» EXERCISE DESCRIPTION: In the string pattern detection guide below, retype everything from "We wish to check whether a string" down to "ends with a given pattern.", keeping every character unchanged.

» EXCERPT PROVIDED:

Detecting

We wish to check whether a string matches a given pattern and to return a logical value TRUE if that is the case and FALSE otherwise.

In this section we will cover the following four common string pattern detection scenarios:

  • Full Match where we cover how to check if a given string exactly matches a given pattern.
  • Contains where we cover how to check if a given pattern is contained in a given string.
  • Starts With where we cover how to check if a given string starts with a given pattern.
  • Ends With where we cover how to check if a given string ends with a given pattern.

For each of these four scenarios, we will cover two cases:

  • Substring where the pattern is a plain character sequence
  • Regular Expressions where the pattern is a regular expression

In addition, we cover the following three scenarios which can be applied to extend any of the above:

  • Ignore Case where we cover how to ignore the case (of both pattern and string) while matching.
  • Complement where we cover how to return the inverse of the outcome of the string pattern matching scenarios described above.
  • Pattern Column where we cover how to match a column of strings against a column of patterns of the same size. This is often needed when we wish to check the presence of the value of a column in another column for each row.
  • Multiple Patterns where we cover how to extend any of the above scenarios to check against multiple patterns at a time.

Full Match

String

We wish to check if a string exactly matches another string.

In this example, we wish to filter the rows of the table table_1 to retain only rows where the value of the column col_1 exactly equals ‘XXX’.

SELECT *
FROM table_1
WHERE col_1 = 'XXX';

Here is how this works:

  • We use the basic equality comparison operator = to check whether two strings are equal.
  • The comparison is between:
    • Each of the values of the column col_1.
    • and the character sequence 'XXX'.
  • The output table will have only the rows of the input table table_1 where the value of the column col_1 is 'XXX'.

Regular Expression

We wish to check whether a given string matches a given regular expression and to return TRUE if that is the case and FALSE otherwise.

In this example, we wish to filter the rows of the table table_1 to retain only rows where the value of the column col_1 is of the form: ‘x’ followed by digits.

SELECT *
FROM table_1
WHERE REGEXP_CONTAINS(col_1, '^x\\d+$');

Here is how this works:

  • We use the REGEXP_CONTAINS() function to check, for each value of the column col_1, whether a regular expression is a match.
  • The REGEXP_CONTAINS() function takes the following arguments:
    • The column whose values we wish to check against; which in this case is col_1.
    • A regular expression; which in this case is '^x\\d+$'.
  • The regular expression in this case is '^x\\d+$', where
    • ^ matches the start of a string.
    • x matches the letter x.
    • \\d+ matches one or more digits.
    • $ matches the end of a string.
  • By including the start ^ and end $ of the string in the regular expression we specify that it must be a full match.

[Collected data]
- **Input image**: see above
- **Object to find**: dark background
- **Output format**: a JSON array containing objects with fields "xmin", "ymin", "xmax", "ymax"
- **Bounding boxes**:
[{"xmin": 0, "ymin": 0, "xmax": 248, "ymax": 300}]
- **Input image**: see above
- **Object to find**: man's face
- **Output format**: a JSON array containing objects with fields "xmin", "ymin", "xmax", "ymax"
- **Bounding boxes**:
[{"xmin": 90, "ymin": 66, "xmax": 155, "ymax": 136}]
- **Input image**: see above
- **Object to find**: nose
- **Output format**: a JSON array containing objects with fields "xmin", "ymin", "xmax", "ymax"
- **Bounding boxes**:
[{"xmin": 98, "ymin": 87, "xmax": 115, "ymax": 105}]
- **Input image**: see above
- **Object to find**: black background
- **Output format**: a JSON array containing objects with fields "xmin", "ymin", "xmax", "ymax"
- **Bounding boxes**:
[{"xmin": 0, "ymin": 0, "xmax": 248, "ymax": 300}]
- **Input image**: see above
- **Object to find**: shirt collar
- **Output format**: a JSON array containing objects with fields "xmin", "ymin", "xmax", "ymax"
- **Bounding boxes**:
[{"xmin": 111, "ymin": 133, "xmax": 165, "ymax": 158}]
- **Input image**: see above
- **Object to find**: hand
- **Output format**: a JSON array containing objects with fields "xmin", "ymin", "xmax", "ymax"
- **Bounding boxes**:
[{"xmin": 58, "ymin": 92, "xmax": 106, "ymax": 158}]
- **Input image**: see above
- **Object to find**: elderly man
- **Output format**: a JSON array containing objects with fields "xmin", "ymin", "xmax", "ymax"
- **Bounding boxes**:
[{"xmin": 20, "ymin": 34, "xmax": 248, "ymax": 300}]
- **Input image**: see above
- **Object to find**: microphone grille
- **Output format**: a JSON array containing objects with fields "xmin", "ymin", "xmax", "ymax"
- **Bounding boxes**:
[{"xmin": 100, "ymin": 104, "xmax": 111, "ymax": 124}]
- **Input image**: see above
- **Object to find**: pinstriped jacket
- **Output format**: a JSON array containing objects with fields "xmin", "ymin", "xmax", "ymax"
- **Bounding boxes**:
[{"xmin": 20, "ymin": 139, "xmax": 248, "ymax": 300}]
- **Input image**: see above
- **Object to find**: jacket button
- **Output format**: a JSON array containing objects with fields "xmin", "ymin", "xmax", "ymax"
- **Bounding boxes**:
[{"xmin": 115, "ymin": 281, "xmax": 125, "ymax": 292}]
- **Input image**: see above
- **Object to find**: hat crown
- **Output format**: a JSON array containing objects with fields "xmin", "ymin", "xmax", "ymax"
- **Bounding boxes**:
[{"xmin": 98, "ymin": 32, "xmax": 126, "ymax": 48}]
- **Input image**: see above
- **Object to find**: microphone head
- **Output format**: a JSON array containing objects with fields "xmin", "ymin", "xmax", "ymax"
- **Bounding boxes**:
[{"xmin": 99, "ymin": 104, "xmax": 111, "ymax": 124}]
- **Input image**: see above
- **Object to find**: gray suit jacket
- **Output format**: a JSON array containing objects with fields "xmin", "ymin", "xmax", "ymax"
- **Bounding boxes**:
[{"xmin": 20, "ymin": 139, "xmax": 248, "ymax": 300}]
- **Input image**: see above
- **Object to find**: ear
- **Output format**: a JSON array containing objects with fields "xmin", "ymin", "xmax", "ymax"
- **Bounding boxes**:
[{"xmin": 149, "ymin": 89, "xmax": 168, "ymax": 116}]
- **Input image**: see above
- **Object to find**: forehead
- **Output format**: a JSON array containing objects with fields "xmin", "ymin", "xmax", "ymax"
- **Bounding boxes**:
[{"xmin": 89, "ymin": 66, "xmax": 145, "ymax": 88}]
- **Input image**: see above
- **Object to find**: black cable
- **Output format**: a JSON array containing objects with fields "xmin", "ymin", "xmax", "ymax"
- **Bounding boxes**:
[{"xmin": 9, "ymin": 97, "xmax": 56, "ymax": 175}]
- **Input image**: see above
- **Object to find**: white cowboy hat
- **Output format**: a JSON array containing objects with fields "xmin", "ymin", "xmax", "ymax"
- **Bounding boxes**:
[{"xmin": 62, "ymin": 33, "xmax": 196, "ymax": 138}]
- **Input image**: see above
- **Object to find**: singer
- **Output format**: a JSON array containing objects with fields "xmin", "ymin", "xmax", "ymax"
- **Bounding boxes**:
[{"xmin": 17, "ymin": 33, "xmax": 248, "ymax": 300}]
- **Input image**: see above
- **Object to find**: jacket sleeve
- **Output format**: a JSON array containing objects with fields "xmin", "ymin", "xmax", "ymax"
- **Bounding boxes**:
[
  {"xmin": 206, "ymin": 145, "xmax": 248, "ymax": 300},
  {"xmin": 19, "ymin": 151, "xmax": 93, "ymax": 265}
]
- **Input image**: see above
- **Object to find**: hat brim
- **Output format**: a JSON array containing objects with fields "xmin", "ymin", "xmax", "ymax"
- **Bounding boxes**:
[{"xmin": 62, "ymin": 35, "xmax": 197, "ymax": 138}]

» SOLUTION FOR THIS EXERCISE:
We wish to check whether a string matches a given pattern and to return a logical value TRUE if that is the case and FALSE otherwise.

In this section we will cover the following four common string pattern detection scenarios:

  • Full Match where we cover how to check if a given string exactly matches a given pattern.
  • Contains where we cover how to check if a given pattern is contained in a given string.
  • Starts With where we cover how to check if a given string starts with a given pattern.
  • Ends With where we cover how to check if a given string ends with a given pattern.